### [TEXT PROVIDED]
====

Association mapping reveals a reciprocal virulence/avirulence locus within diverse US Pyrenophora teres f. maculata isolates

Authors: CLARE, SHAUN - Washington State University; DUELLMAN, KASIA - Washington State University; RICHARDS, JONATHAN - Louisiana State University Agcenter; POUDEL, ROSHAN - North Dakota State University; MERRICK, LANCE - Washington State University; Friesen, Timothy; BRUEGGEMAN, ROBERT - Washington State University

Submitted to: BMC Genomics
Publication Type: Peer Reviewed Journal
Publication Acceptance Date: 3/17/2022
Publication Date: 4/9/2022
Citation: Clare, S., Duellman, K., Richards, J., Poudel, R., Merrick, L., Friesen, T.L., Brueggeman, R.S. 2022. Association mapping reveals a reciprocal virulence/avirulence locus within diverse US Pyrenophora teres f. maculata isolates. BMC Genomics. 23. Article 285. https://doi.org/10.1186/s12864-022-08529-1.
DOI: https://doi.org/10.1186/s12864-022-08529-1

Interpretive Summary: Outbreaks of spot form net blotch of barley have recently resulted in major yield and quality losses for growers in several areas of the world, including the Northern Great Plains of the United States. How the causal fungal pathogen is infecting and causing disease is poorly understood and understanding of the infection processes is necessary for controlling the pathogen through host resistance and/or cultural practices. Pathogen isolates collected from North Dakota, Montana, and Idaho were used to identify the location of virulence genes that induce disease on barley. Several genetic loci were identified that can now be mined for genes that are contributing to the induction of spot form net blotch disease symptoms. This work is important to barley pathologists and barley breeders working toward controlling spot form net blotch of barley.

====

### [DATA FOR REVIEW]
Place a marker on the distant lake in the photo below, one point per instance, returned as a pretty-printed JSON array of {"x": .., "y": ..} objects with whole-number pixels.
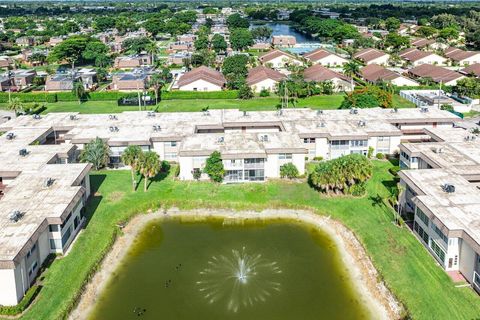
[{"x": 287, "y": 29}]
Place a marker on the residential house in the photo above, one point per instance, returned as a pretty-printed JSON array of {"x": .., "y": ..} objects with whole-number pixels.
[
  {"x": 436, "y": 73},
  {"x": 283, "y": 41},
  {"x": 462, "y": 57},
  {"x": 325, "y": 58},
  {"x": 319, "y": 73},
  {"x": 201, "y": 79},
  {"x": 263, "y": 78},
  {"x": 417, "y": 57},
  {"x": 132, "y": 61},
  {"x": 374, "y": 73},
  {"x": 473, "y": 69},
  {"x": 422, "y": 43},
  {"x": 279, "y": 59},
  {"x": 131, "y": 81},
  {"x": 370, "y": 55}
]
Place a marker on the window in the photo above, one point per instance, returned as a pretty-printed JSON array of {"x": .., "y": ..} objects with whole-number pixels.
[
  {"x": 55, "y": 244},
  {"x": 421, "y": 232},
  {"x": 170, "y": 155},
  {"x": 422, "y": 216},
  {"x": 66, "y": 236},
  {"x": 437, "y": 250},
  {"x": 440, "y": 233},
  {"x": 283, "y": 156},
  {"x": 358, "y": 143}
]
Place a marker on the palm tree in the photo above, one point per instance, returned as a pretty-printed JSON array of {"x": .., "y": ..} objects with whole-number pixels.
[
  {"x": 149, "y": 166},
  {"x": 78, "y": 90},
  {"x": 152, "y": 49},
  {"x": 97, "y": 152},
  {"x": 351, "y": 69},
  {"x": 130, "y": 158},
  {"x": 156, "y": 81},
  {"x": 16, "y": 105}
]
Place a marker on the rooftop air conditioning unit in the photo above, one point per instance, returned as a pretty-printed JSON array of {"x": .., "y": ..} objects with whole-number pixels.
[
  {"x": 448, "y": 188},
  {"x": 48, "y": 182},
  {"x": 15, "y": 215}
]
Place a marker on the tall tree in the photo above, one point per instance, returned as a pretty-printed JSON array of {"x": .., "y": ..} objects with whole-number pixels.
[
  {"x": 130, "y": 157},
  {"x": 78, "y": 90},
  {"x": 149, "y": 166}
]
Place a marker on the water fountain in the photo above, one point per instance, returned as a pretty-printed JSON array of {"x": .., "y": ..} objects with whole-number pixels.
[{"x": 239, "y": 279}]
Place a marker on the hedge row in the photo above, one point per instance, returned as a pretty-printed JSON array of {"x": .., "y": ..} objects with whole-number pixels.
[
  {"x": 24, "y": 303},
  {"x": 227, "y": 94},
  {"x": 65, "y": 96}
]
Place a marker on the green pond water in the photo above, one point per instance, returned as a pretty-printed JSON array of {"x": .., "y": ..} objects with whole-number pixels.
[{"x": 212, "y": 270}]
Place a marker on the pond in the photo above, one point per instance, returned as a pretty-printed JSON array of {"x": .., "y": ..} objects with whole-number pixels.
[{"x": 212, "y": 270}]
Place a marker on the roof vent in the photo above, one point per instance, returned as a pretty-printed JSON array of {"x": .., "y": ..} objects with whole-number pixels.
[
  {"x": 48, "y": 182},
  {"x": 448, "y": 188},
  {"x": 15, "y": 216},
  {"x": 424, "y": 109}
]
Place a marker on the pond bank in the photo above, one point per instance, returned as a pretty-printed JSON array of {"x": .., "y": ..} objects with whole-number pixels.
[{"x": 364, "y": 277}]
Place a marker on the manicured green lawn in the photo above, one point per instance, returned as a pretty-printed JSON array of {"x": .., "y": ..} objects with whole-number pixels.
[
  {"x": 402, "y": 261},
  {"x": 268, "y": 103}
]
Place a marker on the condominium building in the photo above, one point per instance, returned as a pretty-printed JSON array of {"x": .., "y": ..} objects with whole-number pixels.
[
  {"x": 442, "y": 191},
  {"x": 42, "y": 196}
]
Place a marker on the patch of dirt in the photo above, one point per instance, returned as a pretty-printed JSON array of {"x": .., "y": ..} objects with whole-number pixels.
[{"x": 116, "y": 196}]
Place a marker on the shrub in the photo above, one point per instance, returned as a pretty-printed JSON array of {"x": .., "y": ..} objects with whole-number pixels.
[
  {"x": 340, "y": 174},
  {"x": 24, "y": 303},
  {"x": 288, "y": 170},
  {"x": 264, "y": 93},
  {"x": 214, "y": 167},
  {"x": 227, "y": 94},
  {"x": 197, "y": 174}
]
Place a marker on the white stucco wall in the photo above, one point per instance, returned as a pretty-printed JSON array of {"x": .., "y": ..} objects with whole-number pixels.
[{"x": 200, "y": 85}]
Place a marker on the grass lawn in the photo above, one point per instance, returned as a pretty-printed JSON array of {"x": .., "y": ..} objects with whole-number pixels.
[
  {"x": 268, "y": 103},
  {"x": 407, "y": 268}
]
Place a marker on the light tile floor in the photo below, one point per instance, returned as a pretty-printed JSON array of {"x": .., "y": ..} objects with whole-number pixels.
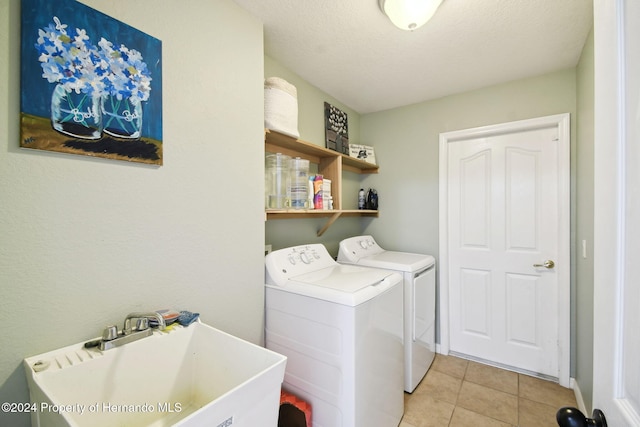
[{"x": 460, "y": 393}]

====

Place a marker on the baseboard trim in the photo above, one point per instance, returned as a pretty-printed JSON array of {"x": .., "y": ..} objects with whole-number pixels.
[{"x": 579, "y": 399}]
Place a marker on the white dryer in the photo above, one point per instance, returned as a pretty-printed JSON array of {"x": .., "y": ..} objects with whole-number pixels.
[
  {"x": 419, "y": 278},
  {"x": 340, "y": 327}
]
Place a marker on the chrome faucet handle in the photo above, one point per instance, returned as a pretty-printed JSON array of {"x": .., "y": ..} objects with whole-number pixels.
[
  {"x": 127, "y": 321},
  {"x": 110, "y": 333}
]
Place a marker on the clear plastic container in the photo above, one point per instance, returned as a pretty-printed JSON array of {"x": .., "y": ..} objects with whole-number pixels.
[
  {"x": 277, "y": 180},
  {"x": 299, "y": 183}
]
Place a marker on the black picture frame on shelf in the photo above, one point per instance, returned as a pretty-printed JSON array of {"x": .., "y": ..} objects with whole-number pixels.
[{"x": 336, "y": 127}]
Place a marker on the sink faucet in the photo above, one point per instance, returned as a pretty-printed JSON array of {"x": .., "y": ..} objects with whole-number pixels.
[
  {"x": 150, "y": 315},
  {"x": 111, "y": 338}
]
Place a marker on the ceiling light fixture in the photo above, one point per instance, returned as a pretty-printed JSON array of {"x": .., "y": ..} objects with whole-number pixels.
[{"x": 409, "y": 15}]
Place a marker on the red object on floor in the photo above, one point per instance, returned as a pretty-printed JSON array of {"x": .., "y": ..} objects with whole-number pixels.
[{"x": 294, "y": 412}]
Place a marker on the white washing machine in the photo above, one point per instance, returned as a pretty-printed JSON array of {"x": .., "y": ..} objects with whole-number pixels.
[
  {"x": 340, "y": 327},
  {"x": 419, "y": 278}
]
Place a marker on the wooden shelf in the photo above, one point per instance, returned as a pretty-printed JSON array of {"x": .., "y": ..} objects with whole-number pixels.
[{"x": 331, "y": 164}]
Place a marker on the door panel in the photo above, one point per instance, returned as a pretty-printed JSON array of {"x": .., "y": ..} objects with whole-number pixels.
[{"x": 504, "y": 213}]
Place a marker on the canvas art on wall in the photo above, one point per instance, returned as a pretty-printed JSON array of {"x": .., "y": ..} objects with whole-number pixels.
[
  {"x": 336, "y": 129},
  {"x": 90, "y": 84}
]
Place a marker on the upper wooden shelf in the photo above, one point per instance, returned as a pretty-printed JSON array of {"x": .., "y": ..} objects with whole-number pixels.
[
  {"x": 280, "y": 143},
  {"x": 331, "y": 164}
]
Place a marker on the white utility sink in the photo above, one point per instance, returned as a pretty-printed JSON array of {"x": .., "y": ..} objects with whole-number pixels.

====

Write out the barley net blotch publication record word for word, from "Submitted to: BMC" up to and including "Article 285. https://doi.org/10.1186/s12864-022-08529-1.".

Submitted to: BMC Genomics
Publication Type: Peer Reviewed Journal
Publication Acceptance Date: 3/17/2022
Publication Date: 4/9/2022
Citation: Clare, S., Duellman, K., Richards, J., Poudel, R., Merrick, L., Friesen, T.L., Brueggeman, R.S. 2022. Association mapping reveals a reciprocal virulence/avirulence locus within diverse US Pyrenophora teres f. maculata isolates. BMC Genomics. 23. Article 285. https://doi.org/10.1186/s12864-022-08529-1.